[Opening DATA SUPPLIED section]
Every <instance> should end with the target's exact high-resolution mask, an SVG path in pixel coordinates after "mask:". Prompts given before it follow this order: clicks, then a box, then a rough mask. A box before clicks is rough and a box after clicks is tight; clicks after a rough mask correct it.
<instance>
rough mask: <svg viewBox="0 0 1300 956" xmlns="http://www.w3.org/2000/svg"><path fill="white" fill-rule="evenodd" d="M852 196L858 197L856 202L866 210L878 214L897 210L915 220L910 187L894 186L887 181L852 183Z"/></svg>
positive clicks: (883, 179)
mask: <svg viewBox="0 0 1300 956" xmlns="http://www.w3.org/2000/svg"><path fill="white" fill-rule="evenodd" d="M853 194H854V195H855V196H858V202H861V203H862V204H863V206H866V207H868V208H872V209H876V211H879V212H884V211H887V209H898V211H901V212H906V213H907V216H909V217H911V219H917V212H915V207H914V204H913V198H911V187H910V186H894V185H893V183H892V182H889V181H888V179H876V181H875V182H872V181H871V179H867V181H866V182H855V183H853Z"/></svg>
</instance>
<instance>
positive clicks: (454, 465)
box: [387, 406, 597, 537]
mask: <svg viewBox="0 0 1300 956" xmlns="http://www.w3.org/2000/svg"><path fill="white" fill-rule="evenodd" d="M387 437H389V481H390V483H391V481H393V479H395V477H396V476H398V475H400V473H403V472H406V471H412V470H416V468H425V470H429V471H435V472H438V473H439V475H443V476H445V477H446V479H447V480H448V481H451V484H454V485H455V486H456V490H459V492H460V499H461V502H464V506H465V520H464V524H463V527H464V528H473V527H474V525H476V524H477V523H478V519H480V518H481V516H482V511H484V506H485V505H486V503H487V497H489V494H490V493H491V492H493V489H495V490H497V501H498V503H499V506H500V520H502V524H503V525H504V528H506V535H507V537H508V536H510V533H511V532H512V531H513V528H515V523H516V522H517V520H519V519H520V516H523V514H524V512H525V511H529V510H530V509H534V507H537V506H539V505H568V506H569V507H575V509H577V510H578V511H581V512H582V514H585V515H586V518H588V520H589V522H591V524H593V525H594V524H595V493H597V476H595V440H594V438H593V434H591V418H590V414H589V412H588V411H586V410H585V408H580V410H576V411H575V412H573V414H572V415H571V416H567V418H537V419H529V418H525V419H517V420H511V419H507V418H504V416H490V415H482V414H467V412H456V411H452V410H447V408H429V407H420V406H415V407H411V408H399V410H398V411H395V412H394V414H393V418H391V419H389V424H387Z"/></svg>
[Closing DATA SUPPLIED section]
== WHAT YOU ARE ASKED TO DO ==
The full data, repeated exactly, is the only acceptable output.

== ANSWER TO THE EXERCISE ==
Every <instance> should end with the target's exact high-resolution mask, an SVG path in pixel coordinates after "mask:". Prompts given before it follow this order: clicks, then a box, then a rough mask. A box before clicks is rough and a box after clicks is tight; clicks after a rough mask correct it.
<instance>
rough mask: <svg viewBox="0 0 1300 956" xmlns="http://www.w3.org/2000/svg"><path fill="white" fill-rule="evenodd" d="M852 196L858 197L856 202L866 210L878 214L897 210L915 220L910 187L894 186L887 181L852 183Z"/></svg>
positive clicks: (883, 179)
mask: <svg viewBox="0 0 1300 956" xmlns="http://www.w3.org/2000/svg"><path fill="white" fill-rule="evenodd" d="M853 194H854V195H855V196H858V202H861V203H862V204H863V206H866V207H868V208H872V209H876V211H879V212H884V211H887V209H898V211H901V212H906V213H907V216H909V217H911V219H917V212H915V207H914V204H913V198H911V187H910V186H894V185H893V183H892V182H889V181H888V179H876V181H875V182H872V181H871V179H867V181H866V182H855V183H853Z"/></svg>
</instance>
<instance>
positive clicks: (454, 465)
box: [387, 406, 597, 537]
mask: <svg viewBox="0 0 1300 956" xmlns="http://www.w3.org/2000/svg"><path fill="white" fill-rule="evenodd" d="M387 437H389V481H390V483H391V481H393V479H395V477H396V476H398V475H400V473H403V472H406V471H412V470H416V468H425V470H429V471H435V472H438V473H439V475H443V476H445V477H446V479H447V480H448V481H451V484H454V485H455V486H456V490H459V492H460V499H461V502H464V506H465V520H464V524H463V527H464V528H473V527H474V525H476V524H477V523H478V519H480V518H481V516H482V511H484V506H485V505H486V503H487V497H489V494H490V493H491V492H493V489H495V490H497V501H498V503H499V506H500V520H502V524H503V525H504V528H506V535H507V537H508V536H510V533H511V532H512V531H513V528H515V523H516V522H517V520H519V519H520V516H523V514H524V512H525V511H529V510H530V509H534V507H537V506H539V505H568V506H569V507H575V509H577V510H578V511H581V512H582V514H585V515H586V518H588V520H589V522H591V524H593V525H594V524H595V493H597V476H595V440H594V438H593V434H591V418H590V414H589V412H588V411H586V410H585V408H580V410H576V411H575V412H573V414H572V415H571V416H567V418H537V419H529V418H525V419H517V420H511V419H507V418H504V416H490V415H482V414H467V412H456V411H452V410H447V408H429V407H420V406H415V407H411V408H399V410H398V411H395V412H394V414H393V418H391V419H389V424H387Z"/></svg>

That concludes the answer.